Selected text »
*** Block opens ***

The Addictive Netflix Sci-Fi Series You'll Finish in One Sitting
Stephen Graham anchors a crackling UK miniseries that fires off a whiplash twist in every one of its eight episodes.
If you've ever wanted to watch a British crime show and thought, "You know what this needs? Time travel," then 'Bodies' on Netflix is very much in your wheelhouse. I came for Stephen Graham after his Al Capone days and, frankly, stayed glued for the clever premise, sharp casting, and properly British weirdness throughout. It's based on the DC Vertigo comic – one of those rare cases where the adaptation doesn't feel like a cheap copy of the source material.
One Corpse, Four Timelines
On paper, you might think it's another bleak UK police procedural. At first, it even tries to fool you into thinking that. But before you know it, we're knee-deep in a high-concept mystery that careens across decades (and one rather bleak future timeline). Here’s the basic set-up:
- It kicks off in London, 2023. Detective Sergeant Shahara Hasan (Amaka Okafor) is in the middle of a proper mess — she’s tailing an armed young Asian man during a Far Right protest when she stumbles on a naked body, shot dead. The bloke insists he’s innocent and then, before you can blink, kills himself. Suddenly, you’re not just getting a whodunit, but a fresh take on how prejudice and pressure collide in policing – not many crime shows front-load that stuff.
- Next, we’re yanked back to 1941. Charlie Whiteman (Jacob Fortune-Lloyd) gets a dodgy call to move a body from Longharvest Lane, and yes, it’s suspiciously like the one from 2023. His story is haunted by his toxic boss Farrell, whose anti-Semitic bile practically seeps off the screen – the sort of detail the show uses not for shock, but to ground its social themes.
- Jump further back to 1890, and DI Alfred Hillinghead (Kyle Soller) is investigating the same murder. He teams up with a photographer from a gay newspaper and promptly gets warned by the local coroner to drop the case. Maybe he should've listened.
- Finally, in dystopian 2053, DC Iris Maplewood (Shira Haas) rolls up in her ‘future police’ car, tracking an electromagnetic anomaly back to good old Longharvest Lane, only to discover – you guessed it – the corpse again, now behind a radiation hazard sign for good measure.
They’re all chasing the same dead man, separated by more than a century, and the show dabbles quite playfully (sometimes brain-meltingly) in quantum physics and suitably bonkers sci-fi jargon to tie it all together. There's also a fair amount lifted from the original comic, but here it's polished up, properly layered, and never loses its British flavour.

*** Block closes ***

Assignment 1 » In the article about the Netflix series 'Bodies', which actor plays DI Alfred Hillinghead?
Assignment 2 » Return the passage of the article about the Netflix series 'Bodies' from "- Finally, in" up to and including "for good measure.", copied word for word.

Listed records »
*** Block opens ***

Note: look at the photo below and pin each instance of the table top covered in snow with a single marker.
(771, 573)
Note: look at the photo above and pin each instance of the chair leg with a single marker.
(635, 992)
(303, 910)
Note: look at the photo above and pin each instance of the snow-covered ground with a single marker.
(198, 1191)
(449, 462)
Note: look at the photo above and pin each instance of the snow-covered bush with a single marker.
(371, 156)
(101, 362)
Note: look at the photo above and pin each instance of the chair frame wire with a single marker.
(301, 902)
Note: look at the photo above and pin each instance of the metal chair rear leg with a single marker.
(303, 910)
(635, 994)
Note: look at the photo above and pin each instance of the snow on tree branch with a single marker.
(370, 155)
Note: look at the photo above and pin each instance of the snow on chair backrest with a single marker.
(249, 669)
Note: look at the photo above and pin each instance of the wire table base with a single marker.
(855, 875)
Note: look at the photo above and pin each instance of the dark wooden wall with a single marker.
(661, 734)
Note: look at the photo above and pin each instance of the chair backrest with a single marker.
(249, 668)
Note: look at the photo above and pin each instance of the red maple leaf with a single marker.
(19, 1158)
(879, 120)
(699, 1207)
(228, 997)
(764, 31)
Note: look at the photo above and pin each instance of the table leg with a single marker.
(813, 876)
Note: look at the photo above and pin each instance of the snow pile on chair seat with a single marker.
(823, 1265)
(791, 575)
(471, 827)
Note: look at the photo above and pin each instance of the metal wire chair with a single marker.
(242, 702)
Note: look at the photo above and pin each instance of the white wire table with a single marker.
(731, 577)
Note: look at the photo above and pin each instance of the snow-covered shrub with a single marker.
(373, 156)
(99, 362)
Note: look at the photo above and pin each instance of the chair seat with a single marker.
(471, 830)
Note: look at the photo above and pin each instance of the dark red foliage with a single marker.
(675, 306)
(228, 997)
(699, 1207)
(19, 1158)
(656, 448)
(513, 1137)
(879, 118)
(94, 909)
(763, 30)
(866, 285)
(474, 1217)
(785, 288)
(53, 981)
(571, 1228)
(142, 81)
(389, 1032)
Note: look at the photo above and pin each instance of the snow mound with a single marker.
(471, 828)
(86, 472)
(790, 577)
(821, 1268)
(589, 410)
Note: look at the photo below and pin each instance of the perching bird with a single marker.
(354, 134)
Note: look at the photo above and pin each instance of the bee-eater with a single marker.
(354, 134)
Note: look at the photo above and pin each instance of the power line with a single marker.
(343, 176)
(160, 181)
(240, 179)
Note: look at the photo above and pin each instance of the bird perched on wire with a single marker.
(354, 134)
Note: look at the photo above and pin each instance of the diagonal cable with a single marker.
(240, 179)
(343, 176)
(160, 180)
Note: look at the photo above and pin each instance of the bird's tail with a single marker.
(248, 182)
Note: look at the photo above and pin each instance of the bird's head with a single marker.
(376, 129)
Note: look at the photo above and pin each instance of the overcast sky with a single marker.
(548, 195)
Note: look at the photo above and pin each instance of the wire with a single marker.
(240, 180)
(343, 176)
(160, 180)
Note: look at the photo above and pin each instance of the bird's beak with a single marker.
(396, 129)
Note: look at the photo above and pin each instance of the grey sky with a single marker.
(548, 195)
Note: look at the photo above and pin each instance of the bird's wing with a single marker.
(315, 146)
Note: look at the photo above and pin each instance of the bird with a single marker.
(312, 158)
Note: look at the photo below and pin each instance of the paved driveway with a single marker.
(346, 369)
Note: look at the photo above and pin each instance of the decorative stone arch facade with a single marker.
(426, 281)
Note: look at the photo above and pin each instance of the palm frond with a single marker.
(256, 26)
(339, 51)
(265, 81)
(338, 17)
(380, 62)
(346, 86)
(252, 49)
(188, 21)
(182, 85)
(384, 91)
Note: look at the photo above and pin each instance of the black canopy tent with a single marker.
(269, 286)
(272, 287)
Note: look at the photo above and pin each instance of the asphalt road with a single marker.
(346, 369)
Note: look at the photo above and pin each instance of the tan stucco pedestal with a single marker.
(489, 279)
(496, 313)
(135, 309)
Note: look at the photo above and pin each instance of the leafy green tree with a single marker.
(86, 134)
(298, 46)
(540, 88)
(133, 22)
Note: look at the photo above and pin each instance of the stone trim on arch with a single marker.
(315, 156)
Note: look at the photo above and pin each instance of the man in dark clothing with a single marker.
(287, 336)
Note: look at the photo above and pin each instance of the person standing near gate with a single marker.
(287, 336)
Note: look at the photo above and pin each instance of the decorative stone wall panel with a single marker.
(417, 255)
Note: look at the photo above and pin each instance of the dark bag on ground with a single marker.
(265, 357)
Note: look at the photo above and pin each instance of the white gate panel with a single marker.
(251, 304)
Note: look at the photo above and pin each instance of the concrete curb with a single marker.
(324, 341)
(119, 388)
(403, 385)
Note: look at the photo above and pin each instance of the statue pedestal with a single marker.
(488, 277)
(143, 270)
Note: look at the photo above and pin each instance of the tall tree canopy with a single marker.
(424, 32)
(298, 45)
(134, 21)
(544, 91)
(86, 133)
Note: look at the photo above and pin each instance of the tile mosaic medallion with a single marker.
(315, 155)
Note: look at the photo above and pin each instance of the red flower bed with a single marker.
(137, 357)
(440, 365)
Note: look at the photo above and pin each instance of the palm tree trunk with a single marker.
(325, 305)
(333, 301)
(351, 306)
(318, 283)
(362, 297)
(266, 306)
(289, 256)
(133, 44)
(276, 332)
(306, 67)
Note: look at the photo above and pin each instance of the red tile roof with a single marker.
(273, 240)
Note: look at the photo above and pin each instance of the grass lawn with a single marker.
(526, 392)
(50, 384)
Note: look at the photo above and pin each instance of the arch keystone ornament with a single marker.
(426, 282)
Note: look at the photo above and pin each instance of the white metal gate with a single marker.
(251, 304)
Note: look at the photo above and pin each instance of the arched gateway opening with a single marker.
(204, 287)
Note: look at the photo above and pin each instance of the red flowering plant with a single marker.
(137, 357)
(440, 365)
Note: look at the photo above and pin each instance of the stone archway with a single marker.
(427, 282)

*** Block closes ***

Task response 1 » Kyle Soller

Task response 2 »
- Finally, in dystopian 2053, DC Iris Maplewood (Shira Haas) rolls up in her ‘future police’ car, tracking an electromagnetic anomaly back to good old Longharvest Lane, only to discover – you guessed it – the corpse again, now behind a radiation hazard sign for good measure.